## Work to be completed:
Reproduce the entries so that every line matches the original exactly.
===== Records for the task
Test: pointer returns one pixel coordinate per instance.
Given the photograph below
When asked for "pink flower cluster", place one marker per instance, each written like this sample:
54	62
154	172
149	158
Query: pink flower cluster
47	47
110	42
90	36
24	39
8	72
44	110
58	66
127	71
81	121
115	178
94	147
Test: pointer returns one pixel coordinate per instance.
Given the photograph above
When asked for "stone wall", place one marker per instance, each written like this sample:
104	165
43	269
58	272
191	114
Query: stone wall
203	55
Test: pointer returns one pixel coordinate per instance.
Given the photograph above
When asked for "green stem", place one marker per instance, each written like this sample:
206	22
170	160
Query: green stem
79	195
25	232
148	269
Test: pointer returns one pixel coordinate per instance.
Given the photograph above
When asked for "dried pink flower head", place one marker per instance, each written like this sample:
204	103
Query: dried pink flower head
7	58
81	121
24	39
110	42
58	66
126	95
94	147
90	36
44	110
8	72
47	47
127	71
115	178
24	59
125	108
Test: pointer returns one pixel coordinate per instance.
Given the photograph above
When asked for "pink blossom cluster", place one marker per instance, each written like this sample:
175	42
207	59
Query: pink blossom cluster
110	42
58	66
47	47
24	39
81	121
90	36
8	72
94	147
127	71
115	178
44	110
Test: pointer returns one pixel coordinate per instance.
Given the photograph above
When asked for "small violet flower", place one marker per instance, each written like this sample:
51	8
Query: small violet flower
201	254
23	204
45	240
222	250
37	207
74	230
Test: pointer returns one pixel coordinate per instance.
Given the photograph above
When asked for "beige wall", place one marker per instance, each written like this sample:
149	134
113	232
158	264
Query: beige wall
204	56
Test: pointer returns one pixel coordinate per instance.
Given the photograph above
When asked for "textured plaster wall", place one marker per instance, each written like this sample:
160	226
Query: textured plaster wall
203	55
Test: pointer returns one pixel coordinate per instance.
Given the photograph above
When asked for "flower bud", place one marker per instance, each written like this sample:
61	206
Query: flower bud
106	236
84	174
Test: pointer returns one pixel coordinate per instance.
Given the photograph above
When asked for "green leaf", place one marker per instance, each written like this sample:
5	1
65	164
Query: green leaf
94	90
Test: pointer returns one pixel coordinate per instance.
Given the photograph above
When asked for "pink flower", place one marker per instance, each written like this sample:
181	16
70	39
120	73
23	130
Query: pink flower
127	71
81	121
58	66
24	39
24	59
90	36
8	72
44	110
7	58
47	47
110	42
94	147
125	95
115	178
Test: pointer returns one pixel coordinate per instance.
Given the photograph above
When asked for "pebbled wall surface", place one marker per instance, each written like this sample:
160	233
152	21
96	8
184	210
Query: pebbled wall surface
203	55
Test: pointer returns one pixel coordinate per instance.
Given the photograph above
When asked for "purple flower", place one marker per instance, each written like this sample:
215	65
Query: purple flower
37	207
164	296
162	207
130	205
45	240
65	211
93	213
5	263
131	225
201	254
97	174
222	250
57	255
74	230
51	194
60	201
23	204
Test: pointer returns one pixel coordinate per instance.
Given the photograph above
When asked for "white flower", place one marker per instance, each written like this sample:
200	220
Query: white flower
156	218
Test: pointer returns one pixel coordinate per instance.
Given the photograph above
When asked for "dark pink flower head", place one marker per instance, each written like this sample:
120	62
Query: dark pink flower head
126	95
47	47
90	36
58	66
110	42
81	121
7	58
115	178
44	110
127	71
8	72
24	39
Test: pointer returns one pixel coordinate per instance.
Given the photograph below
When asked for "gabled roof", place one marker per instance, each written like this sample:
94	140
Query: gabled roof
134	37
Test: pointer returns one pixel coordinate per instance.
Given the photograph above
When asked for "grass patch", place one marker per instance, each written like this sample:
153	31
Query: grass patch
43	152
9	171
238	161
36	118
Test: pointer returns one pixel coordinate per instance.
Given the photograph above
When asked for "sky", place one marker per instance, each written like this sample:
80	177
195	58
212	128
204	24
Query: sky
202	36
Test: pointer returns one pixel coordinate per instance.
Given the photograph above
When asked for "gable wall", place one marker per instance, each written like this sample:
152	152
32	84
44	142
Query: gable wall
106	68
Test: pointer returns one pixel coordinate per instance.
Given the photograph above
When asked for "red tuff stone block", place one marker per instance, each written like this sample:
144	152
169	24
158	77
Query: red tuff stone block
==========
## Solution for this problem:
Test: pointer returns one pixel coordinate per instance.
Given the photograph below
When asked for "pink flower cluster", place one marker per instance, each written like this sample:
54	62
154	172
149	158
Query: pink flower cluster
47	47
110	42
90	36
24	39
8	72
44	110
58	66
127	71
81	121
115	178
94	147
Test: pointer returns one pixel coordinate per instance.
Given the photograph above
When asked for "stone wall", place one marker per instance, each written like this sample:
104	165
43	269
58	272
191	114
Query: stone wall
203	55
Test: pointer returns one pixel coordinate per instance.
Given the photograph above
When asked for "green stem", place one marker per instance, each written like this sample:
206	22
170	160
Query: green stem
79	195
25	232
148	269
Test: pointer returns one pixel coordinate per instance.
Given the photograph above
When asked for "dried pink flower head", place one marker per instance, each written like this sample:
204	103
Query: dried pink flower head
7	58
81	121
24	39
110	42
58	66
126	95
94	147
90	36
44	110
8	72
47	47
127	71
115	178
24	59
125	108
Test: pointer returns one pixel coordinate per instance.
Given the photograph above
When asked for "pink blossom cluster", place one marker per instance, each written like this sample:
175	42
207	59
Query: pink blossom cluster
110	42
58	66
47	47
24	39
81	121
90	36
8	72
94	147
127	71
115	178
44	110
Test: pointer returns one pixel coordinate per instance.
Given the photograph above
When asked for "small violet flower", place one marker per instance, each written like this sample:
51	8
Query: small violet flower
201	254
23	204
45	240
222	250
37	207
74	230
Test: pointer returns one pixel coordinate per instance.
Given the photograph above
When asked for "beige wall", place one marker per instance, each written like this sample:
149	134
113	232
158	264
Query: beige wall
204	56
Test: pointer returns one pixel coordinate per instance.
Given the photograph above
When asked for "textured plaster wall", place one marker per instance, each written like this sample:
160	226
Query: textured plaster wall
203	55
Test: pointer returns one pixel coordinate per instance.
Given the photograph above
When asked for "flower bud", place one marker per instance, each written like this sample:
61	206
Query: flower bud
106	236
84	174
Test: pointer returns one pixel coordinate per instance.
Given the photograph above
When asked for "green leaf", place one marker per instance, each written like this sample:
5	1
65	164
Query: green leaf
94	90
Test: pointer returns one pixel coordinate per instance.
Given the photograph above
When asked for "pink flower", place one marker per instance, each written like this sample:
181	16
70	39
120	73
23	130
Query: pink flower
127	71
81	121
58	66
24	39
24	59
90	36
8	72
44	110
7	58
47	47
110	42
94	147
125	95
115	178
Test: pointer returns one pixel coordinate per instance.
Given the photograph above
When asked for "pebbled wall surface", place one marker per instance, each written like this sample:
160	233
152	21
96	8
184	210
Query: pebbled wall surface
203	55
Test: pointer returns one pixel coordinate per instance.
Given the photograph above
When asked for "purple flower", place one marker per instance, each written like this sample:
215	65
Query: purple flower
37	207
164	296
162	207
130	205
45	240
65	211
93	213
5	263
131	225
201	254
97	174
222	250
57	255
74	230
51	194
60	201
23	204
Test: pointer returns one pixel coordinate per instance.
Given the photograph above
When asked for "white flower", place one marker per instance, each written like this sample:
200	220
Query: white flower
156	218
Test: pointer returns one pixel coordinate per instance.
Given the photograph above
When asked for "dark pink flower head", place one marker per instance, each written like this sample:
120	62
Query: dark pink flower head
126	95
47	47
90	36
58	66
110	42
81	121
7	58
115	178
44	110
127	71
8	72
24	39
Test: pointer returns one pixel coordinate per instance.
Given the photograph below
When asked for "gabled roof", place one marker per instance, each written like this sample:
94	140
Query: gabled roof
134	37
Test: pointer returns one pixel coordinate per instance.
Given the photograph above
When asked for "grass patch", place one marker per instance, each written like this sample:
153	31
Query: grass patch
43	152
9	171
238	161
36	118
Test: pointer returns one pixel coordinate per instance.
Given the photograph above
When asked for "sky", place one marker per instance, each written like this sample:
80	177
195	58
212	128
204	24
Query: sky
202	36
Test: pointer returns one pixel coordinate per instance.
Given the photograph above
When asked for "gable wall", place one marker per instance, each written like this sample:
152	152
32	84
44	142
Query: gable wall
106	68
Test: pointer returns one pixel coordinate per instance.
Given the photograph above
When asked for "red tuff stone block", place one marker per instance, each written like this sample:
144	152
169	24
158	77
Query: red tuff stone block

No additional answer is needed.